Transcribe the tail of the listing: start at the line containing "# test: for every instance of the fork" and stop after the last line, keeping every character as is and adding nothing.
--
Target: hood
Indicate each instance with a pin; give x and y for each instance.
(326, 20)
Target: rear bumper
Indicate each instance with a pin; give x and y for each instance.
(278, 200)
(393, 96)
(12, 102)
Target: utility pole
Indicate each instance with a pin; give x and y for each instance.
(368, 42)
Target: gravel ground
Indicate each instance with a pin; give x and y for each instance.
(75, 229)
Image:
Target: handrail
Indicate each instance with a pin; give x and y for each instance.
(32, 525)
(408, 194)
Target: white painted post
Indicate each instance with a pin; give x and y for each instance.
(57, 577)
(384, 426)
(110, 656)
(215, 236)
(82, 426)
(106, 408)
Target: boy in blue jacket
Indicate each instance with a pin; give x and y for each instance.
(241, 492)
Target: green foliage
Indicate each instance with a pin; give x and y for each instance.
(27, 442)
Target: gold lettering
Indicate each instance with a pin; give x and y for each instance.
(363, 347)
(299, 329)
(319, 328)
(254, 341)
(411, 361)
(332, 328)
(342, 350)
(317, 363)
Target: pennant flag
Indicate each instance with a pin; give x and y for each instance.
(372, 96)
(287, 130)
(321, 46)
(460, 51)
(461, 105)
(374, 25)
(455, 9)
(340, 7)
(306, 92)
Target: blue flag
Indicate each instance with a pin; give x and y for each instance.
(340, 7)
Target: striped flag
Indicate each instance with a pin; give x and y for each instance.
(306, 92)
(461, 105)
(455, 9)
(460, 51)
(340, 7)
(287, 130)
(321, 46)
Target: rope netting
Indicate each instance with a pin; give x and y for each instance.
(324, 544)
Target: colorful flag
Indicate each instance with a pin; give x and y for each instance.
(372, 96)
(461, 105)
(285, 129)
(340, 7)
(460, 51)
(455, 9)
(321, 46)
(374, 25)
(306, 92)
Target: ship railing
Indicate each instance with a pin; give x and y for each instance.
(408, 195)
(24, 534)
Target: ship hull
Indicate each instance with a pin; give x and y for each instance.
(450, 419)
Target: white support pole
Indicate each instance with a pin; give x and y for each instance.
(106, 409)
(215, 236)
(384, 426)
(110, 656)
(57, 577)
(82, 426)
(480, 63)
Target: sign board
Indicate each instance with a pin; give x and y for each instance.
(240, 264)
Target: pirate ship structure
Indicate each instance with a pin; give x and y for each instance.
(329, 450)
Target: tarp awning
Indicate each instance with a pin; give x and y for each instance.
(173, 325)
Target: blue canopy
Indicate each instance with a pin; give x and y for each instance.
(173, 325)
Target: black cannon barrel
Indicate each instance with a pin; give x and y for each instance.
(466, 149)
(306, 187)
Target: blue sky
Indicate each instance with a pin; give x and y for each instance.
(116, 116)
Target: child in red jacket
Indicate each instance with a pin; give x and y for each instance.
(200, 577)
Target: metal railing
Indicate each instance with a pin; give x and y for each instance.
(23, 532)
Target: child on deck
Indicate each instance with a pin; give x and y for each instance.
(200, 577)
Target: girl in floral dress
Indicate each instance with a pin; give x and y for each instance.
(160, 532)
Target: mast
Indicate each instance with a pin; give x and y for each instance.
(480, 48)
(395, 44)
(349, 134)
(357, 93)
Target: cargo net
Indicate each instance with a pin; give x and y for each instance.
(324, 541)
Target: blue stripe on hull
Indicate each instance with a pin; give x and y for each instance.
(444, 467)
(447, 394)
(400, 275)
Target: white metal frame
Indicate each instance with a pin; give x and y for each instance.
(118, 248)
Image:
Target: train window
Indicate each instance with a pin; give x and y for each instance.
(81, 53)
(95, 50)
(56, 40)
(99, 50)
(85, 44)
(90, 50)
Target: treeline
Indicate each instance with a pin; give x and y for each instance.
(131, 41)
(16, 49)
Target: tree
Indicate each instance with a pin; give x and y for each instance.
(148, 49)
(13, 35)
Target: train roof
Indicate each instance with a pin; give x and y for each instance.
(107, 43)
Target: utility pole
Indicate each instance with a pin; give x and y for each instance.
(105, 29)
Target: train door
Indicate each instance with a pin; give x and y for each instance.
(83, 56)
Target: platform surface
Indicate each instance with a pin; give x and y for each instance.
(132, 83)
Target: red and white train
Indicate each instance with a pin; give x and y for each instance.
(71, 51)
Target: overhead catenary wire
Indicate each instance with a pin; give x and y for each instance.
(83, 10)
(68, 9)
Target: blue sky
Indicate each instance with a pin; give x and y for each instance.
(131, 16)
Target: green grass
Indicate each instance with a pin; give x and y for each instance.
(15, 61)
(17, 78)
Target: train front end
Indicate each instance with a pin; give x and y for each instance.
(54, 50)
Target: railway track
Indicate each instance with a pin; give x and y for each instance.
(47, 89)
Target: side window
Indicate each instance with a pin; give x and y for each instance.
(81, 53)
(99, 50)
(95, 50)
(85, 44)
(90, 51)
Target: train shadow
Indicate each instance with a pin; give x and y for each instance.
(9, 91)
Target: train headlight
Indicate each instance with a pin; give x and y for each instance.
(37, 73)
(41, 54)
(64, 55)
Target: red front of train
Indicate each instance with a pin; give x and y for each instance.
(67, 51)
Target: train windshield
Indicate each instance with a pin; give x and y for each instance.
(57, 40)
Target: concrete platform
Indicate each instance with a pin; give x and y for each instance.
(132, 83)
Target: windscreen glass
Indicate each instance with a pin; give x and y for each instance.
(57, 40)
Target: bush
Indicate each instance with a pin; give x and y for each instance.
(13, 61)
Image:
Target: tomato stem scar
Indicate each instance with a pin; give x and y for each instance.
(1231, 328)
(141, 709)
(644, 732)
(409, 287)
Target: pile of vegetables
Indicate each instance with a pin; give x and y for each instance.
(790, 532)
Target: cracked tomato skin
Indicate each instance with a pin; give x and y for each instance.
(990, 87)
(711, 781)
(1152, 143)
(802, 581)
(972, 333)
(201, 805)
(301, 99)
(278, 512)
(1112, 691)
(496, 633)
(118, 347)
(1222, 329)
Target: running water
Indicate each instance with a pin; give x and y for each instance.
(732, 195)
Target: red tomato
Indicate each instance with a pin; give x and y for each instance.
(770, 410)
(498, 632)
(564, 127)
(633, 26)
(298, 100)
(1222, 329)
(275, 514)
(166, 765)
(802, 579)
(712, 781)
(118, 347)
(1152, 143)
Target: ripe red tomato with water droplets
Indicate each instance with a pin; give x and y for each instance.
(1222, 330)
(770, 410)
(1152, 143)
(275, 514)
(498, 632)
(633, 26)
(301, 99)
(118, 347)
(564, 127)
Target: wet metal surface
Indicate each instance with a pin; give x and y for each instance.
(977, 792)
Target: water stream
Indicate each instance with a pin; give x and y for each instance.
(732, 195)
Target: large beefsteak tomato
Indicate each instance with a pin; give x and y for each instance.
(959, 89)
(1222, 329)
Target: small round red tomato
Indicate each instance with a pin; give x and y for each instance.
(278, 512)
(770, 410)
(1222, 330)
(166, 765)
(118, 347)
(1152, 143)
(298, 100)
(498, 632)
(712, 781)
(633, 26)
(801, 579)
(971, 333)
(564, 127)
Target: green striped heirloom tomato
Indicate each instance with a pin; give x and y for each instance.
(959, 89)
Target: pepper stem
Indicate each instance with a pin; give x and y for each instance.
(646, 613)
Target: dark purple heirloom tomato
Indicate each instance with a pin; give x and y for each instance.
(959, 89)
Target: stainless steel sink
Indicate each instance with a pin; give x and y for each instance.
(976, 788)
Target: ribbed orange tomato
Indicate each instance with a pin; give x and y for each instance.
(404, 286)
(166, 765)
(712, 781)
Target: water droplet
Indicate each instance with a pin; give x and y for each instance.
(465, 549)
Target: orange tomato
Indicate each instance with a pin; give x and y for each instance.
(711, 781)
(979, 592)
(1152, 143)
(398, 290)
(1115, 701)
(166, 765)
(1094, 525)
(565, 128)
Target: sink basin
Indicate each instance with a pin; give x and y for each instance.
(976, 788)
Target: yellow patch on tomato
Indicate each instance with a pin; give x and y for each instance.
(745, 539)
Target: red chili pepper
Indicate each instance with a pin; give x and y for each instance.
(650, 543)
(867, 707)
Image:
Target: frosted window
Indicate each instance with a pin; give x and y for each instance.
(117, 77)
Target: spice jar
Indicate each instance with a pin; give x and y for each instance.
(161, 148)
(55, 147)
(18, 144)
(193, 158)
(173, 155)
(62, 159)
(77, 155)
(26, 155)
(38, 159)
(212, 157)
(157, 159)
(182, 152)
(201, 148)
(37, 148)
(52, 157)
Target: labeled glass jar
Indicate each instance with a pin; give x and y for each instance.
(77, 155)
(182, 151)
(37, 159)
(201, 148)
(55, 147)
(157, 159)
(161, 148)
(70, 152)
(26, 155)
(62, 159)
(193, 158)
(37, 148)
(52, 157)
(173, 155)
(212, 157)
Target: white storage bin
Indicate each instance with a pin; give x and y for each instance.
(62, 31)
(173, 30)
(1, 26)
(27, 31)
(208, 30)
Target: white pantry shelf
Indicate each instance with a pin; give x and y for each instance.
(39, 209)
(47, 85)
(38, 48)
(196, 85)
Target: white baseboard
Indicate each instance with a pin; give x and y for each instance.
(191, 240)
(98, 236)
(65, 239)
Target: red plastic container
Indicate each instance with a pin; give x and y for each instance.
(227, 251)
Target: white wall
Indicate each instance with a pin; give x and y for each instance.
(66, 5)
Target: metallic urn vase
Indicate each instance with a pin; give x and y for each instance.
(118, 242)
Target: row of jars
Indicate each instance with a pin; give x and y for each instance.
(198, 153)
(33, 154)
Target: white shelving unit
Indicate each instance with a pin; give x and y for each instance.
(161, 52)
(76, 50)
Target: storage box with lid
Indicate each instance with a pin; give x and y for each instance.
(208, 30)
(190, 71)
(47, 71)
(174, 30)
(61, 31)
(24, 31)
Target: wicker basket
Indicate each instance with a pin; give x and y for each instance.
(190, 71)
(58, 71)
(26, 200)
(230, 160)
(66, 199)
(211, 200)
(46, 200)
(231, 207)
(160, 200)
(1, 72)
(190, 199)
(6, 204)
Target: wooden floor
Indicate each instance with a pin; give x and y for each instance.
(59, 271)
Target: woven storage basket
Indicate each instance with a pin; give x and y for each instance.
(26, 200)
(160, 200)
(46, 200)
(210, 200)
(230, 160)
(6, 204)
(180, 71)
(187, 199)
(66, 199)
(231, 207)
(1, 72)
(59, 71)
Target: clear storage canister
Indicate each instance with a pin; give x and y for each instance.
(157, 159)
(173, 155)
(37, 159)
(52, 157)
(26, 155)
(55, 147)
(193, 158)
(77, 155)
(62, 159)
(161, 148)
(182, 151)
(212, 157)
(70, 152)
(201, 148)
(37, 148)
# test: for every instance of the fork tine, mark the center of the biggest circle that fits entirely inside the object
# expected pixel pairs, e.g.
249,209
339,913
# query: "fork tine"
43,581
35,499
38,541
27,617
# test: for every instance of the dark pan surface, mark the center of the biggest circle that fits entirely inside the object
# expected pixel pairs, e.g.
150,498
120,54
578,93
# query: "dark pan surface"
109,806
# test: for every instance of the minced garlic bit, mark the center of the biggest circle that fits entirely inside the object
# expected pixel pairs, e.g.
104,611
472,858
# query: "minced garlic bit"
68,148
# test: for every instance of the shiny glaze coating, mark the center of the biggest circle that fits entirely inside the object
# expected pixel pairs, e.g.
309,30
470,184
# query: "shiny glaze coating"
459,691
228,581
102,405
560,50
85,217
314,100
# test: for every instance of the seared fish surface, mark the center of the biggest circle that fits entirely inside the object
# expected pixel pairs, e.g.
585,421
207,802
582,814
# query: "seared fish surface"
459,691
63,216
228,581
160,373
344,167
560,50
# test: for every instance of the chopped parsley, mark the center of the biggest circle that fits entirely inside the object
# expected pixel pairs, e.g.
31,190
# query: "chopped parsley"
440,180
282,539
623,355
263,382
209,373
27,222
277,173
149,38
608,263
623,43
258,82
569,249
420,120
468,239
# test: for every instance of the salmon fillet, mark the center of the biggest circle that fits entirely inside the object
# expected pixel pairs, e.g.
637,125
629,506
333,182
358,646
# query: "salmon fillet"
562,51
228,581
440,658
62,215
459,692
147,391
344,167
--
__Response below__.
# test: for every instance of the fork tine, mark the center of the biggest circle that fits entirely inside the object
# expected pixel pairs, e.g.
249,209
339,913
# query: "fork tine"
43,581
35,499
38,541
27,617
# test: for every instance of the dark pan surface, mark the center of the biggest circle that fits entirely inside the object
# expected pixel pairs, e.g.
150,498
120,54
578,93
# query: "dark pan surface"
109,806
# test: for every instance of the minced garlic bit, mark the center of the biggest circle that fits entirely inside the object
# expected pixel pairs, e.g.
104,611
472,858
# query: "minced garlic bit"
68,148
# test: for every instance of the shiny glaze coating, mark the center of the biggest circle that fits entirely inside the object
# expected pixel pairs, e.g.
309,30
470,184
# query: "shiny glaze coating"
459,691
228,581
102,405
560,50
85,217
314,100
# test: for every instance of the seared fish surface, mark the center of the biggest circle that fits entirely inside the object
# expected pixel pairs, e.g.
585,421
207,802
582,814
# query: "seared fish surface"
459,691
63,216
228,581
160,373
344,167
560,50
# test: for every instance of the chopped parsley, mark the center of the biggest circle that fits entirely inside the object
# expected pixel pairs, e.g.
31,190
# query: "chopped parsley"
440,180
282,539
623,355
263,382
209,373
27,222
277,173
149,38
608,263
623,43
258,82
569,249
420,120
468,239
# test: for every instance of the salmon fillet, mark the center of the biggest circle that fits entirely inside the object
# expected pixel pairs, e.g.
637,125
629,506
333,182
358,646
# query: "salmon fillet"
562,51
228,581
440,658
62,215
459,692
147,391
344,167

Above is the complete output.